* Exercise directions *
Find each line in the entries below that contains the word "trace" and copy those lines out in full.

─── Provided data ───

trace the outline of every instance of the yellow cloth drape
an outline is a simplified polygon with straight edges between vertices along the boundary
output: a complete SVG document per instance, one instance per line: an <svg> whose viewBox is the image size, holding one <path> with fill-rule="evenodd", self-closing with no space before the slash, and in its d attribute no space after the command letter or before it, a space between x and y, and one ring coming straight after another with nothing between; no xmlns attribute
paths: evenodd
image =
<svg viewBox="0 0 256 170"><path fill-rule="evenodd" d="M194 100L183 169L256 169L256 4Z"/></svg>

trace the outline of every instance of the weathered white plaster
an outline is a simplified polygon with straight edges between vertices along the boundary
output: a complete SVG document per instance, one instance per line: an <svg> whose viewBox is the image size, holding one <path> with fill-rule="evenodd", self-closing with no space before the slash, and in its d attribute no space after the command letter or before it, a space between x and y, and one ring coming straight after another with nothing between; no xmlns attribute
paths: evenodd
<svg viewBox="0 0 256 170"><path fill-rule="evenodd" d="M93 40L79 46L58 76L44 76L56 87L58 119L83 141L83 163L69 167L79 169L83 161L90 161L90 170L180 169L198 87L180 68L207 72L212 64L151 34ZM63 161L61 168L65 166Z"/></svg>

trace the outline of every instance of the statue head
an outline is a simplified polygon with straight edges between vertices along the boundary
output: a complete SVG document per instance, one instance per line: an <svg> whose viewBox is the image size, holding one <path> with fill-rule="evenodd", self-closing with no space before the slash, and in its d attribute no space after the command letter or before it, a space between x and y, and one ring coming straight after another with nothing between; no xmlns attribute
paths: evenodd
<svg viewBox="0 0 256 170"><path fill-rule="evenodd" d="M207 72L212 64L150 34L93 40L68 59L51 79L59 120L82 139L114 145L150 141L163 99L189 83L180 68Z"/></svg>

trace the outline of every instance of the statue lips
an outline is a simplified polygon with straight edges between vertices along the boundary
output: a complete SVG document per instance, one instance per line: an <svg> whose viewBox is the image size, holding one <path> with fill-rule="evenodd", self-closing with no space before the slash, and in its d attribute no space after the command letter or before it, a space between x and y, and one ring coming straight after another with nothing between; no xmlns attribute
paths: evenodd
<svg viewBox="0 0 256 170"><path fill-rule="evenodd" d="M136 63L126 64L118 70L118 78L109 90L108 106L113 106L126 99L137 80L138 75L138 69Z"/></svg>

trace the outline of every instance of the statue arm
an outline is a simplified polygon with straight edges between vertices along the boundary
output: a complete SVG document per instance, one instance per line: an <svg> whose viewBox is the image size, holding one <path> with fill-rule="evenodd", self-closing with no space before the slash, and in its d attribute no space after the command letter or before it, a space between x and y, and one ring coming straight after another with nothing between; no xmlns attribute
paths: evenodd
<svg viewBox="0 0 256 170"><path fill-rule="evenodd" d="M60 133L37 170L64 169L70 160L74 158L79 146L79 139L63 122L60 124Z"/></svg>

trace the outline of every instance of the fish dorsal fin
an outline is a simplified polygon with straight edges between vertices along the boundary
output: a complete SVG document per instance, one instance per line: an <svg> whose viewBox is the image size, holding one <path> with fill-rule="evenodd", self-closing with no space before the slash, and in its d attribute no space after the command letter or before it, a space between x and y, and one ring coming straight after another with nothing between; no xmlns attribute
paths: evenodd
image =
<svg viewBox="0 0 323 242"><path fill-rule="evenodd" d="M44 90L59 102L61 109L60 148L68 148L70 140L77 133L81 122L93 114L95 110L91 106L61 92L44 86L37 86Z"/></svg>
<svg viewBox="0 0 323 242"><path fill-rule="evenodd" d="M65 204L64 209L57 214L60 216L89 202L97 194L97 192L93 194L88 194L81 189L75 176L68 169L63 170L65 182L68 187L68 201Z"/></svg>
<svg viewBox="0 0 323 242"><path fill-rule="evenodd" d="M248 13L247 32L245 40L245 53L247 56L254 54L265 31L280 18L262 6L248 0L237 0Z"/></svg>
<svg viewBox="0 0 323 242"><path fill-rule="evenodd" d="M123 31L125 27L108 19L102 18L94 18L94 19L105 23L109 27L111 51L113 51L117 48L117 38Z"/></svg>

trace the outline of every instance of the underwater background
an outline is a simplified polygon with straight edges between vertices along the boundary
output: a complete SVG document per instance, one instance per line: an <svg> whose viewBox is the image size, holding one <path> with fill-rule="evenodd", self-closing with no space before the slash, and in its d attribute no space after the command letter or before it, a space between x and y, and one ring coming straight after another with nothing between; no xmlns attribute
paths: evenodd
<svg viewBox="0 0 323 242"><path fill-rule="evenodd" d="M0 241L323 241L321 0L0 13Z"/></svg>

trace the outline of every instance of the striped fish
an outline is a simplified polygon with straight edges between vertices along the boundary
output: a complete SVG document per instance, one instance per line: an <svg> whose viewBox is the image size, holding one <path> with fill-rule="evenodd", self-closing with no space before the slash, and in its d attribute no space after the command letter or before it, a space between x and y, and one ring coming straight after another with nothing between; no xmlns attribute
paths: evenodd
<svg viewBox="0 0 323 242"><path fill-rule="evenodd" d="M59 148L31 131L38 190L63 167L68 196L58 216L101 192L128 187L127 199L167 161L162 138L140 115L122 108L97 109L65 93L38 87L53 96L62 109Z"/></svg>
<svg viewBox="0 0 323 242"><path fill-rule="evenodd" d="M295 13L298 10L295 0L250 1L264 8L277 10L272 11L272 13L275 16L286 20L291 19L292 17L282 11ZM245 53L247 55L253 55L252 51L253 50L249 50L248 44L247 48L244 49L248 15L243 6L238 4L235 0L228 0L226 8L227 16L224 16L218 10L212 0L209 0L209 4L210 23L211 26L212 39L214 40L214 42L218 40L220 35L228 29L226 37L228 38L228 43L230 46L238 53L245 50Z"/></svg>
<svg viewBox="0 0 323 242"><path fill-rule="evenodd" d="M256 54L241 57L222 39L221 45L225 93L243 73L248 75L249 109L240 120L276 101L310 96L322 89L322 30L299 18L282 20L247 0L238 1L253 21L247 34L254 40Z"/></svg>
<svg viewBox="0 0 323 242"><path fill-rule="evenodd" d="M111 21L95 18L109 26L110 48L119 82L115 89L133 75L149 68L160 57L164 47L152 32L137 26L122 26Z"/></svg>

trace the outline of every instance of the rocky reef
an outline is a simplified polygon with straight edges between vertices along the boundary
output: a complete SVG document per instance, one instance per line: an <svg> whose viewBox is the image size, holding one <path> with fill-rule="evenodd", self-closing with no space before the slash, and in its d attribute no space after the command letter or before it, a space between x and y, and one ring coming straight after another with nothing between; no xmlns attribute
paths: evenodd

───

* Solution for this exercise *
trace the outline of every instance of the yellow cloth drape
trace the outline of every instance of the weathered white plaster
trace the outline of every instance of the statue head
trace the outline of every instance of the statue lips
trace the outline of every instance of the statue arm
trace the outline of every instance of the fish dorsal fin
trace the outline of every instance of the underwater background
trace the outline of every instance of the striped fish
trace the outline of every instance of the rocky reef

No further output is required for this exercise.